● Given task a: Alter the stretch of the bill-picking passage from "A proximity sensor" through "be hereafter explained." so that "yoke" replaces "wishbone" each time it occurs, and give the resulting stretch.

══ Text segment ══

A proximity sensor 66 is mounted to frame 15 adjacent to target 52 by fastening means (not shown). Proximity sensor 66 acts a signal generating means and is preferably of the type which generates a voltage signal proportional to the distance of the plane of the face of the metallic target 52 from the sensor such as a Model No. 725744 manufactured by Electro Corporation of Sarasota, Florida. Force application means (not shown) hold wishbone 45 in position such that rounded ends 50 of fingers 46 are held in contact with plate 42. This "no bill" condition is a point of reference from which bill thickness is measured as will be hereafter explained.
During operation of the picking mechanism, roller 12 rotates in the direction of Arrow A and counter-rotating roller 36 rotates in the direction of Arrow B as shown in Figure 4. As the high friction portion 16 of roller 12 approaches stack 20, the rotation of cam 30 causes lever 26 to retract. The retraction of lever 26 moves forward face 34 out of canister 22. This allows stack 20 to move towards roller 12. High friction portion 16 then contacts the stack and the rotation of roller 12 pulls a first bill 68 downward off the stack. Further rotation of roller 12 pulls first bill 68 into the nip between roller 12 and counter-rotating roller 36. The action of counter-rotating rollers 36 strips any additional bills that may have been pulled off the stack with first bill 68. Because high friction portion 16 has a greater surface area than counter-rotating roller 36, further rotation of roller 12 pulls bill 68 through the nip created by roller 12 and counter-rotating roller 36 (see Figure 5). Further movement of roller 12 causes bill 68 to contact rounded faces 50 of fingers 46. Fingers 46 direct the leading edge of the bill between rounded faces 50 and plate 42, causing fingers 46 to be displaced and causing wishbone 45 to rotate about pin 58. Further movement of roller 12 causes the leading edge of bill 68 to contact plate 40, which directs it downward through opening 44.

═══

● Given task b: Print the stretch of the records from the line that contains "For the ancient" through the line that contains "[[60, 270], [287, 270], [29, 428], [195, 428], [79, 367]]", both lines included, reproducing them without any change.

══ Input for this task ══

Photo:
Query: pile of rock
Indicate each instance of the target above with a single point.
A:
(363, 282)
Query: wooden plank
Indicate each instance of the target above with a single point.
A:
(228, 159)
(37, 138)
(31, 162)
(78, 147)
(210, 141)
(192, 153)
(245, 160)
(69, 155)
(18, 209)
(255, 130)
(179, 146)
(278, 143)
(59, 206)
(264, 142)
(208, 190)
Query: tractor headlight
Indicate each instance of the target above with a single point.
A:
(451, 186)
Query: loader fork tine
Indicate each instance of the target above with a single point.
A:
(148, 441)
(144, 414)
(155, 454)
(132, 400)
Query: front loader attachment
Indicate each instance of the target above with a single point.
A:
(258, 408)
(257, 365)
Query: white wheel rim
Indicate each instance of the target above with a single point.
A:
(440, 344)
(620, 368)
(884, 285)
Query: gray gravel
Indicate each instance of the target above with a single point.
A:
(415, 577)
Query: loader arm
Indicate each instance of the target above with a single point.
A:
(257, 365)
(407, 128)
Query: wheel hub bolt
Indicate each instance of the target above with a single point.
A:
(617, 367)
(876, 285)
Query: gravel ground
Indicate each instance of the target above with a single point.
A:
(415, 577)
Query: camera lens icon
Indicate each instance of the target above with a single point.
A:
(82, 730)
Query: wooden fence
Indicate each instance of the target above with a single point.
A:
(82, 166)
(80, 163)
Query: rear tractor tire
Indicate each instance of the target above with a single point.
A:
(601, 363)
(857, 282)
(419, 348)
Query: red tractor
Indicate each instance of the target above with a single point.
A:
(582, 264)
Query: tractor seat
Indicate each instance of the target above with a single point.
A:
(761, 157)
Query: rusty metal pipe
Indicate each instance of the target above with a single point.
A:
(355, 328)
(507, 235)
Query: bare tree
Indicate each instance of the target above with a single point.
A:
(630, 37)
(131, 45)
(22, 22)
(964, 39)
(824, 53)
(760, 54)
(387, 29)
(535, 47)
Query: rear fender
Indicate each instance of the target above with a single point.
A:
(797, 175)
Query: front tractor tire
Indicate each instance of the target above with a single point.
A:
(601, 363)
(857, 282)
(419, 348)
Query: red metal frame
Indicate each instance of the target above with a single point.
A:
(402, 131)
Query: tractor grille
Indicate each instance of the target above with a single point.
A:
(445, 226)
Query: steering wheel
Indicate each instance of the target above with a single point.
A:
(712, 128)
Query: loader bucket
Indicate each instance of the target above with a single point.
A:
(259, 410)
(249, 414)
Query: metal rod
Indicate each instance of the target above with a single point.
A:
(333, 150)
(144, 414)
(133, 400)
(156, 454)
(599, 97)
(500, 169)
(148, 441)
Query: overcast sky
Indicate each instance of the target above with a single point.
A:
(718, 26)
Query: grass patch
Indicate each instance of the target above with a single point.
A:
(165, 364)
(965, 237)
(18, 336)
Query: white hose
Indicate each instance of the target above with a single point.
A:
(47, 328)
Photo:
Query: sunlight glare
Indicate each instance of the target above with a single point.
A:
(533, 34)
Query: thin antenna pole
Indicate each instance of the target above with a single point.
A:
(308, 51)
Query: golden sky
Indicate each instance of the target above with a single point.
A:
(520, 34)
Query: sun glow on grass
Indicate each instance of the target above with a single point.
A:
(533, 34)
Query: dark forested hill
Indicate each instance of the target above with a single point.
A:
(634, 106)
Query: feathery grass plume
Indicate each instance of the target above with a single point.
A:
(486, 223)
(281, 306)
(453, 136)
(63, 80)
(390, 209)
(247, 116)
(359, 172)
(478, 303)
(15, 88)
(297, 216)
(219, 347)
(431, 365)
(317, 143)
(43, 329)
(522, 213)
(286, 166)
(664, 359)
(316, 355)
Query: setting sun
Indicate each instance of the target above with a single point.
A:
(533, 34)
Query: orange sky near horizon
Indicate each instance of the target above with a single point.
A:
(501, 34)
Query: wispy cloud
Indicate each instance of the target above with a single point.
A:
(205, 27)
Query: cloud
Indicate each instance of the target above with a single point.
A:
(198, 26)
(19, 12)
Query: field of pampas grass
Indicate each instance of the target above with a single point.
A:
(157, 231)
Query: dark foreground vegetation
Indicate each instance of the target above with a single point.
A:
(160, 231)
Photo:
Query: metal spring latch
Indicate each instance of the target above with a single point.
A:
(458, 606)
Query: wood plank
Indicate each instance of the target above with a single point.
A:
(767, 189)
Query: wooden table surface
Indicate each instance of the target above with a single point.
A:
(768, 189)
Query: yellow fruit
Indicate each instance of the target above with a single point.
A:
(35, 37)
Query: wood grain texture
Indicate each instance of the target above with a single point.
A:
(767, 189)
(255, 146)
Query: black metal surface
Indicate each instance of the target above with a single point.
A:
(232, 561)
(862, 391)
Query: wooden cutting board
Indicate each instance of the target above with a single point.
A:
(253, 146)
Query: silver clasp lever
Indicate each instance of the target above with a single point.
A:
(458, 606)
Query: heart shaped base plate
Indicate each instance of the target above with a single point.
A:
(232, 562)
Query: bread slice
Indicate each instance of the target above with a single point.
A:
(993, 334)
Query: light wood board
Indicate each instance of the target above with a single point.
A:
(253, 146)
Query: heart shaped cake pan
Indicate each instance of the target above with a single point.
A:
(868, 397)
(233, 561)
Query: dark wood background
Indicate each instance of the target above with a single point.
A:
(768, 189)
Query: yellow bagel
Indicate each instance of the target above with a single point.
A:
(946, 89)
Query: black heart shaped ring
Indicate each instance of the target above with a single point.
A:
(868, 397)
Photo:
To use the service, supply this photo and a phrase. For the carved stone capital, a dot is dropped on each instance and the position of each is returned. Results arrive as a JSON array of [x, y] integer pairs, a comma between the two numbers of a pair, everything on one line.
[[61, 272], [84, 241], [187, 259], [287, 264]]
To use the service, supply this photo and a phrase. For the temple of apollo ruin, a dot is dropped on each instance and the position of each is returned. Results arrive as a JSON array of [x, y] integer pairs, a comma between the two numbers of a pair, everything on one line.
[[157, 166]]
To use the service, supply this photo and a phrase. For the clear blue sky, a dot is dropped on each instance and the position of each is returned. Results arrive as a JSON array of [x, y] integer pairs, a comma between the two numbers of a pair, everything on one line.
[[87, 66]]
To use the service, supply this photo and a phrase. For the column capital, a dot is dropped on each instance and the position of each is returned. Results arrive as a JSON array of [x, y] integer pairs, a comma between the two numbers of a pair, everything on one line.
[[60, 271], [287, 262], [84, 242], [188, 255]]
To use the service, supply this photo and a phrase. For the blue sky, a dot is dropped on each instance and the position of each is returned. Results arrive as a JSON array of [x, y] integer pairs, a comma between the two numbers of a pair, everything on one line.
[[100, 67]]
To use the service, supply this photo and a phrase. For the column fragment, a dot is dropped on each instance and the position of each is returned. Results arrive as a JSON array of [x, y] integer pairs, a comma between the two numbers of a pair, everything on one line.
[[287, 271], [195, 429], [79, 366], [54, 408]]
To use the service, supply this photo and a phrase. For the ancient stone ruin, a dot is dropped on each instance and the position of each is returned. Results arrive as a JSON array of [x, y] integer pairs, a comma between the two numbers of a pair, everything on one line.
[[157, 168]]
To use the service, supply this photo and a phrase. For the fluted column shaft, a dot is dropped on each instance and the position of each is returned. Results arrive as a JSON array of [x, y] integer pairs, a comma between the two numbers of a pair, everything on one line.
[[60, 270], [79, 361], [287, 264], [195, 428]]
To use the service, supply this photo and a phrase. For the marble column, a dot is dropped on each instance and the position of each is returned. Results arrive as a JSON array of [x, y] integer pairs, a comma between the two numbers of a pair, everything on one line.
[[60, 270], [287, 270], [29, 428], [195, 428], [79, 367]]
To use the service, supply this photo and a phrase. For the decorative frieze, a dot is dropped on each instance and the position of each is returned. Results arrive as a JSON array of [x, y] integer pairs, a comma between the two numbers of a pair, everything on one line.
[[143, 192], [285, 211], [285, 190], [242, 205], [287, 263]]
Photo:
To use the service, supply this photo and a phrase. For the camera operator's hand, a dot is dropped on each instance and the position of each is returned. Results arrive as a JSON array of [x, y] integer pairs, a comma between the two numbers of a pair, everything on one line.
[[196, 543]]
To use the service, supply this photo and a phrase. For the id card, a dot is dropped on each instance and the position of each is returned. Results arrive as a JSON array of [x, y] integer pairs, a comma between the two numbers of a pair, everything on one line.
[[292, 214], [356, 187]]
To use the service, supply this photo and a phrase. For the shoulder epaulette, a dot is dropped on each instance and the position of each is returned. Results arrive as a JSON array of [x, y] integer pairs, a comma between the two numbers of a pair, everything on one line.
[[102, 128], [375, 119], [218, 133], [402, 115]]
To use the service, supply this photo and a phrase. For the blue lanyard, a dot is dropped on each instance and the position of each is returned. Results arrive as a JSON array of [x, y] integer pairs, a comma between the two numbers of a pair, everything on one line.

═══

● Exercise response a:
A proximity sensor 66 is mounted to frame 15 adjacent to target 52 by fastening means (not shown). Proximity sensor 66 acts a signal generating means and is preferably of the type which generates a voltage signal proportional to the distance of the plane of the face of the metallic target 52 from the sensor such as a Model No. 725744 manufactured by Electro Corporation of Sarasota, Florida. Force application means (not shown) hold yoke 45 in position such that rounded ends 50 of fingers 46 are held in contact with plate 42. This "no bill" condition is a point of reference from which bill thickness is measured as will be hereafter explained.

● Exercise response b:
To use the service, supply this photo and a phrase. For the ancient stone ruin, a dot is dropped on each instance and the position of each is returned. Results arrive as a JSON array of [x, y] integer pairs, a comma between the two numbers of a pair, everything on one line.
[[157, 168]]
To use the service, supply this photo and a phrase. For the fluted column shaft, a dot is dropped on each instance and the position of each is returned. Results arrive as a JSON array of [x, y] integer pairs, a comma between the two numbers of a pair, everything on one line.
[[60, 270], [79, 361], [287, 264], [195, 428]]
To use the service, supply this photo and a phrase. For the marble column, a dot is dropped on each instance and the position of each is returned. Results arrive as a JSON array of [x, y] integer pairs, a comma between the two numbers of a pair, everything on one line.
[[60, 270], [287, 270], [29, 428], [195, 428], [79, 367]]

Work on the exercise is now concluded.